Enunciado
Reproduce literalmente el pasaje del texto sobre la muerte de Joselito que va desde "No habrá festejos" hasta "y lo consiguió.".

No habrá festejos taurinos este año. Pero el verdadero aficionado a los toros no se entristece porque vive de ensueños y recuerdos. Era también primavera, año 1920. Un siglo atrás. Un día fatídico. Dieciséis de mayo. En Talavera de la Reina, al comenzar la tarde, la arcilla endurecida de sus prestigiosas cerámicas, rompía relaciones con el albero para no ser cómplice de la tragedia que presagiaba. En el toreo, “el sino” se encarga de pasar el presentimiento a realidad. José Gómez Ortega Joselito El Gallo hizo todo lo posible por torear aquel día en esta ciudad y lo consiguió.
Lidiador inigualable. Sabio conocedor de su profesión, dominador de todos los tercios, veinticinco años y excelentes facultades. No ha habido torero más completo. Ante estas cualidades Bailaor, toro manso y bronco, cornicorto y de escaso peso, pero con cinco años de existencia, parecía que poco podría intimidar al diestro, aunque era rápido en la embestida y además burriciego. es decir, veía al lejos pero no en la corta distancia. Era el quinto de la tarde. Un descuido al ir a comentar con su banderillero, El Cuco, el defecto visual y cambiarse de mano los trastos, fue suficiente. Los cinco años de sapiencia del toro encontraron su objetivo, el cuerpo humano. Roto llegó a la enfermería y en San Gil, La Macarena dejo resbalar por sus mejillas lágrimas de dolor. El torero más sabio se ha había equivocado. Se equivocó en empecinarse en torear aquel día en Talavera. El aceptar una ganadería que no formaba parte del conjunto considerado elegido para la lidia. Pero el desacierto mayor estuvo - aunque hubo pareceres y opiniones muy diversas - en hacer caso omiso al defecto de visión y el considerar que el poco trapío del toro daba licencia para desentenderse de él, cruzar diálogo con su subalterno y perderle la cara. Máxime cuando venía señalado por una maldición, un grito que se escuchó en todo el graderío de la Plaza de Toros de Madrid el día anterior - y que actualmente se interpretaría como “delito de ódio” - al no estar acertado en su faena: -Ojalá mañana te mate un toro en Talavera.

Datos extraídos
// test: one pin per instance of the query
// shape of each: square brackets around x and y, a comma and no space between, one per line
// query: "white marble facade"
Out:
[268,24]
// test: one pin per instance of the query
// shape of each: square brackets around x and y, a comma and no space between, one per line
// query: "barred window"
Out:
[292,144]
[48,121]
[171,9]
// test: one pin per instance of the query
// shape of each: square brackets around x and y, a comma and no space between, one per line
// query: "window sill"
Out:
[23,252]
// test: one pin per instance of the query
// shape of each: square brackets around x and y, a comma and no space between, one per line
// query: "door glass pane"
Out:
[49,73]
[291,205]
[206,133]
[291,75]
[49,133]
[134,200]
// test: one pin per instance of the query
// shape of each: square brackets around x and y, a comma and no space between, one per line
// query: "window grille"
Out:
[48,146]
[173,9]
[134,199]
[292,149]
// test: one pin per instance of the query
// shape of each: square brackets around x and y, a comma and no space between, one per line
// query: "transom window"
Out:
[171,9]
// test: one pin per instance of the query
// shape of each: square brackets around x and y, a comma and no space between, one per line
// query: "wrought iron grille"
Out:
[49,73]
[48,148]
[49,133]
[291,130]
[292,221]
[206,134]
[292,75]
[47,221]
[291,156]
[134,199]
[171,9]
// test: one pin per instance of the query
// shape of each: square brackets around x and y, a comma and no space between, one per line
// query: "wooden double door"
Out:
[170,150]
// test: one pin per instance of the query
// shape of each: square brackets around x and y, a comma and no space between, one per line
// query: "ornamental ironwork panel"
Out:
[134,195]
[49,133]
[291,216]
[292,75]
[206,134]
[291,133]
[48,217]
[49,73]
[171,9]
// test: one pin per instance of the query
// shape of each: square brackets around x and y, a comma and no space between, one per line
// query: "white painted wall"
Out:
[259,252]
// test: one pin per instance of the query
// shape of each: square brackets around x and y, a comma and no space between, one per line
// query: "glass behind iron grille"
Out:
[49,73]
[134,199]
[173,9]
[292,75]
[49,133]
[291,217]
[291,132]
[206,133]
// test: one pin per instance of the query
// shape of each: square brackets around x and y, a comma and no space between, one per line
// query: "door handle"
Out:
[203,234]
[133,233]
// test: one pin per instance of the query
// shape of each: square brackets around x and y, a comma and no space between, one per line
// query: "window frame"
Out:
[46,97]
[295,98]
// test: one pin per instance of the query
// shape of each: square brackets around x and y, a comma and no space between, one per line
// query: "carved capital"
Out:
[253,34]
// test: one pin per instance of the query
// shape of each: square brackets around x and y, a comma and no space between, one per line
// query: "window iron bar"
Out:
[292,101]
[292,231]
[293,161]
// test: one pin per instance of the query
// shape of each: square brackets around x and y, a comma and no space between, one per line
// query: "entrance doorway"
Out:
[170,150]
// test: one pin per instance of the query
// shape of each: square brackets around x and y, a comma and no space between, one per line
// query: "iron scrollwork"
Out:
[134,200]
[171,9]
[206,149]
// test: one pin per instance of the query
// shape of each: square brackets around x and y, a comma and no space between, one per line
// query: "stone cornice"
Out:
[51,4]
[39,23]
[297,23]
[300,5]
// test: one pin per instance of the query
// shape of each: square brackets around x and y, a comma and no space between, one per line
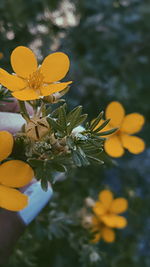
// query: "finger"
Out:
[11,122]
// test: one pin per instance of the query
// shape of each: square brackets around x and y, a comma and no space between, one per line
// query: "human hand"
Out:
[13,224]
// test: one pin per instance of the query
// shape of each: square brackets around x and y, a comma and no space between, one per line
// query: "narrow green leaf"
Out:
[107,132]
[96,121]
[74,119]
[76,159]
[55,125]
[62,116]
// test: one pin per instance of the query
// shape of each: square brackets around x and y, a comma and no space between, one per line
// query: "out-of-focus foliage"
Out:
[109,46]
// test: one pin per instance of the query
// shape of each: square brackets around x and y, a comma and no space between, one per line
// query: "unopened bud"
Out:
[87,221]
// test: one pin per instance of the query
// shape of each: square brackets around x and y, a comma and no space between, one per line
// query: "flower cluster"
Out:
[106,216]
[13,174]
[127,126]
[52,140]
[32,82]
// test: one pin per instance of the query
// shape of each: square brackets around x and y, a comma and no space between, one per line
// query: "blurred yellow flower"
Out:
[106,217]
[127,125]
[30,81]
[13,174]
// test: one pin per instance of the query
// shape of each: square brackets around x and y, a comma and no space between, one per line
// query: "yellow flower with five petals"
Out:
[32,82]
[106,216]
[13,174]
[127,126]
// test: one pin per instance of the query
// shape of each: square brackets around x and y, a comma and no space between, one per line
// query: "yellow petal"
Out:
[108,235]
[99,208]
[53,88]
[119,205]
[12,199]
[15,173]
[113,147]
[106,197]
[114,221]
[23,61]
[95,221]
[6,144]
[55,67]
[133,143]
[11,82]
[26,94]
[116,113]
[96,238]
[132,123]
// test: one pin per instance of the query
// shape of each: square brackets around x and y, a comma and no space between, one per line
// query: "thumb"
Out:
[11,122]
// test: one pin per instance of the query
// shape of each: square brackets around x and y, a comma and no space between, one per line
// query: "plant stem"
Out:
[23,110]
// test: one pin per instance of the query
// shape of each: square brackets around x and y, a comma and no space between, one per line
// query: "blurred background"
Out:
[108,42]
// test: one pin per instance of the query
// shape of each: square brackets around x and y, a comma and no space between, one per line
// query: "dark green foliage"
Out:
[109,48]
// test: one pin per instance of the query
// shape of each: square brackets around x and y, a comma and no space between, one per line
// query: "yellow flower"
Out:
[13,174]
[123,138]
[106,216]
[31,82]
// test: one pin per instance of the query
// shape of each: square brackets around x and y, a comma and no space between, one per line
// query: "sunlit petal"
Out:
[23,61]
[113,147]
[26,94]
[132,123]
[96,238]
[114,221]
[6,144]
[55,67]
[106,198]
[99,208]
[119,205]
[11,82]
[108,234]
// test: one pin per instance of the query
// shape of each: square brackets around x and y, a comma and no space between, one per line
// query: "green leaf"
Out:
[107,132]
[62,116]
[73,118]
[96,121]
[102,126]
[55,125]
[76,158]
[58,167]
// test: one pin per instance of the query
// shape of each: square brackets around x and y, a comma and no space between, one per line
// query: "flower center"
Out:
[35,80]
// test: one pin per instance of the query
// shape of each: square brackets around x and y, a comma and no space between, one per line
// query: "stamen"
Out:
[35,80]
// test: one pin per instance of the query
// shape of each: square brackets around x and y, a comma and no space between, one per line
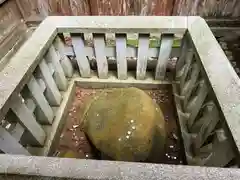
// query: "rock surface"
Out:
[125,124]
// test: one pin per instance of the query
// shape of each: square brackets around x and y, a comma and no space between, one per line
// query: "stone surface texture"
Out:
[125,124]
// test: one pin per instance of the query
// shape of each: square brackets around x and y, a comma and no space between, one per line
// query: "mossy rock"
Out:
[124,124]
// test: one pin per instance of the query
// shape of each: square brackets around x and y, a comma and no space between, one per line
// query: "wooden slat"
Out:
[52,93]
[81,56]
[121,54]
[58,75]
[164,54]
[9,145]
[51,68]
[17,131]
[195,104]
[204,126]
[30,104]
[131,51]
[185,69]
[99,47]
[28,121]
[45,116]
[143,46]
[188,87]
[41,84]
[65,62]
[185,47]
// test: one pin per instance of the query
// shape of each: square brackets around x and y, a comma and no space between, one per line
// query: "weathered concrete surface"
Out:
[92,169]
[207,8]
[226,88]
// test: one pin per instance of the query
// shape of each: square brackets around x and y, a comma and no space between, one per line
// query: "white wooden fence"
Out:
[37,84]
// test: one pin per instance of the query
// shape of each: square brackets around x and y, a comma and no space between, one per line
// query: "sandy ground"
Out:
[74,143]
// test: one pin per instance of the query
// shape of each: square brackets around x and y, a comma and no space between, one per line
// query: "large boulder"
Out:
[124,124]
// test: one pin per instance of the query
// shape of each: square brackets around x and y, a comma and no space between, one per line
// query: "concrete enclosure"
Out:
[37,85]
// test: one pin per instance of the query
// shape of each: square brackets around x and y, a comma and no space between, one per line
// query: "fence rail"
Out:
[36,85]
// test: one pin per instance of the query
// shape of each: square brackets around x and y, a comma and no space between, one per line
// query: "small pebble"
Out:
[8,126]
[175,136]
[75,126]
[82,138]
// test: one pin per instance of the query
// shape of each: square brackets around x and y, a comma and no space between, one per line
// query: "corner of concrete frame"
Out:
[222,77]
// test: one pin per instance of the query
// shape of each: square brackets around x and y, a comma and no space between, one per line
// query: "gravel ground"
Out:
[74,143]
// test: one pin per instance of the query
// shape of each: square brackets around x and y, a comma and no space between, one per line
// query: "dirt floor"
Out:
[74,143]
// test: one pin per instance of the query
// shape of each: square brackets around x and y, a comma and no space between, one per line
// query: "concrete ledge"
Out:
[113,82]
[220,73]
[94,169]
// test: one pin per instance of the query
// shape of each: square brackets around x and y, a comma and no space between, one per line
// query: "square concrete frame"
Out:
[222,78]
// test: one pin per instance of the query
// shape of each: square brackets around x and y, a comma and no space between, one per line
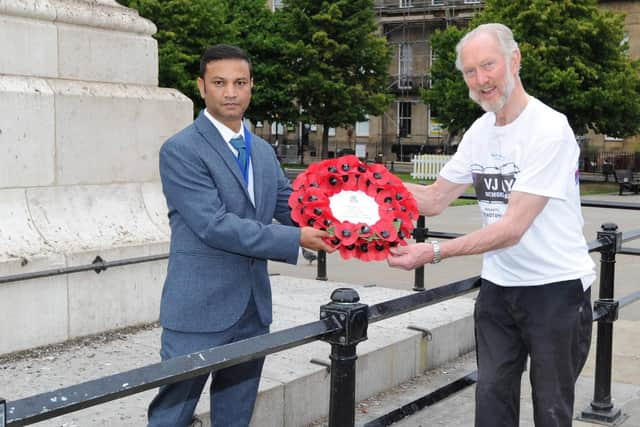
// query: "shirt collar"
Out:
[226,133]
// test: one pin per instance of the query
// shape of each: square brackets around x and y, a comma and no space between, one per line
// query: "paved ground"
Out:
[47,371]
[458,410]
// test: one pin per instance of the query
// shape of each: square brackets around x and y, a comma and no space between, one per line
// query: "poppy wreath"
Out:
[316,188]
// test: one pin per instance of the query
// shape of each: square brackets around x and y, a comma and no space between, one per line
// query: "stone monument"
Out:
[81,122]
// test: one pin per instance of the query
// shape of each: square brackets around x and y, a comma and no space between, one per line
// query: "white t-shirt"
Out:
[537,154]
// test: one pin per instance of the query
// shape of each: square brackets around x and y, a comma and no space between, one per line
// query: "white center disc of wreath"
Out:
[355,207]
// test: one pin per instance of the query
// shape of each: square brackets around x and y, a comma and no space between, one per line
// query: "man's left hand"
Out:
[410,257]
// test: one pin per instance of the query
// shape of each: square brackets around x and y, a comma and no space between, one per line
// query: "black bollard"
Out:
[420,234]
[601,408]
[322,266]
[354,319]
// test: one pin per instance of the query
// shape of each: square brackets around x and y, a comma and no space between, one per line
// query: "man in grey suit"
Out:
[224,186]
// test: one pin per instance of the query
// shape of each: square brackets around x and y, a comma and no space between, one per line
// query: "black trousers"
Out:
[549,323]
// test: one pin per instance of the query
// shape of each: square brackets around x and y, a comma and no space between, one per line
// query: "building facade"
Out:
[408,127]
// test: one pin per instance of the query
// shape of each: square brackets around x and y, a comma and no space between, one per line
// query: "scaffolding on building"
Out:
[408,25]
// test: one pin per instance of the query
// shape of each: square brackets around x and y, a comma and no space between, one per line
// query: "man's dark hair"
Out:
[223,51]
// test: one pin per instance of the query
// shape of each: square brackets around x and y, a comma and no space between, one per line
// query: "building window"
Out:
[435,126]
[404,119]
[405,65]
[362,128]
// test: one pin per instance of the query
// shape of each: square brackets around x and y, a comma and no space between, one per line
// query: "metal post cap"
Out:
[345,296]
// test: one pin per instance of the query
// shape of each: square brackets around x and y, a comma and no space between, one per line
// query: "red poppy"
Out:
[368,242]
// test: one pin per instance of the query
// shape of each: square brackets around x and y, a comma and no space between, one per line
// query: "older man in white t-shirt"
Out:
[522,158]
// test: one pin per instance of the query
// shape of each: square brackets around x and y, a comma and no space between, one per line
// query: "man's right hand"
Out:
[314,239]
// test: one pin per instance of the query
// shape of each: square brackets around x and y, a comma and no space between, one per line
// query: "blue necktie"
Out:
[238,143]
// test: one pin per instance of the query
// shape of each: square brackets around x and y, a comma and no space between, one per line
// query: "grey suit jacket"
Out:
[220,242]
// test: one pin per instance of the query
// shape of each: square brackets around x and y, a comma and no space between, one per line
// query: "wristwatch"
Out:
[436,252]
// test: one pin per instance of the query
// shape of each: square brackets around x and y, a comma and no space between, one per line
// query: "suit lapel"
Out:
[215,141]
[259,179]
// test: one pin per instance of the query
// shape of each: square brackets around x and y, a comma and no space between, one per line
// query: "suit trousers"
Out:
[233,390]
[551,324]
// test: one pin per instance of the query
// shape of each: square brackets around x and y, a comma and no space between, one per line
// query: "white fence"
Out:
[427,166]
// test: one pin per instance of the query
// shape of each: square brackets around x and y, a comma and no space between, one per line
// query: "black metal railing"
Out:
[344,322]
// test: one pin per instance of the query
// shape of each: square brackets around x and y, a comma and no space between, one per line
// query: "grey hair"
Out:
[501,32]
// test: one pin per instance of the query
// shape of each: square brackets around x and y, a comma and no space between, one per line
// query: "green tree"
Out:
[339,62]
[574,58]
[255,29]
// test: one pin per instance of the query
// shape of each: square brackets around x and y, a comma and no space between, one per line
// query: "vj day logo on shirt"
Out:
[493,184]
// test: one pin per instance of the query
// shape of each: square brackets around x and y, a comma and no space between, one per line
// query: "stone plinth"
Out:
[81,123]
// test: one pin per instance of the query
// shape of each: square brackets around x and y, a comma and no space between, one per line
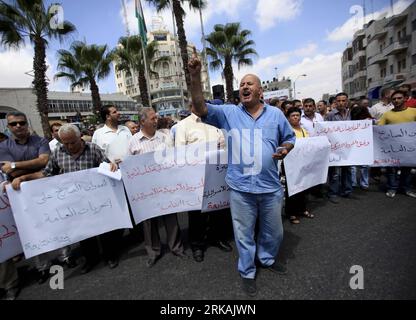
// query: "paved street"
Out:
[374,232]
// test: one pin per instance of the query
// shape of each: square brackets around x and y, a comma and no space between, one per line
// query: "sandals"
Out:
[309,215]
[294,220]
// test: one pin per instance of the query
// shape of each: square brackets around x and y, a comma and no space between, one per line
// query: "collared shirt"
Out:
[379,109]
[251,168]
[62,161]
[140,144]
[335,115]
[410,103]
[396,117]
[54,144]
[193,130]
[10,150]
[309,124]
[114,144]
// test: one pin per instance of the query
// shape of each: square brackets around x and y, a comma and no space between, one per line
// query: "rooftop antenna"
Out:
[126,22]
[364,13]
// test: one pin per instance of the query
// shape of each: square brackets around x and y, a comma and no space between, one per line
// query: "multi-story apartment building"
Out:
[278,88]
[168,90]
[382,54]
[62,106]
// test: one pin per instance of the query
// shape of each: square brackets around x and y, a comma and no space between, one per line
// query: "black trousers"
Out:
[110,243]
[208,227]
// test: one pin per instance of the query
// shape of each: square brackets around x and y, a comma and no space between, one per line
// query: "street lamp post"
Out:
[294,84]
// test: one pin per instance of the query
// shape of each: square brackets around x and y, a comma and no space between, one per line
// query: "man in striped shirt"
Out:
[73,155]
[149,140]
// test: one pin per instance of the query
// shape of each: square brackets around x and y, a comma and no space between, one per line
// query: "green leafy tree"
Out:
[30,19]
[85,65]
[179,14]
[129,57]
[228,44]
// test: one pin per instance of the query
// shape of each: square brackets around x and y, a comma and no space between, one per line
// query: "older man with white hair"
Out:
[73,155]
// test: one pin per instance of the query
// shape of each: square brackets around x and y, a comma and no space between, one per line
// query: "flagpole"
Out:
[205,59]
[177,61]
[146,73]
[143,37]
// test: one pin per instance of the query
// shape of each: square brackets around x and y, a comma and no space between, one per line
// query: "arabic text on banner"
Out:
[216,190]
[307,164]
[395,145]
[351,142]
[66,209]
[9,237]
[171,184]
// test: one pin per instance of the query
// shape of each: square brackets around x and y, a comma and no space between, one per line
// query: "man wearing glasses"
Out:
[23,153]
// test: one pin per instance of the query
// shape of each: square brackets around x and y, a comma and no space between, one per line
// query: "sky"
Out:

Respuesta
No habrá festejos taurinos este año. Pero el verdadero aficionado a los toros no se entristece porque vive de ensueños y recuerdos. Era también primavera, año 1920. Un siglo atrás. Un día fatídico. Dieciséis de mayo. En Talavera de la Reina, al comenzar la tarde, la arcilla endurecida de sus prestigiosas cerámicas, rompía relaciones con el albero para no ser cómplice de la tragedia que presagiaba. En el toreo, “el sino” se encarga de pasar el presentimiento a realidad. José Gómez Ortega Joselito El Gallo hizo todo lo posible por torear aquel día en esta ciudad y lo consiguió.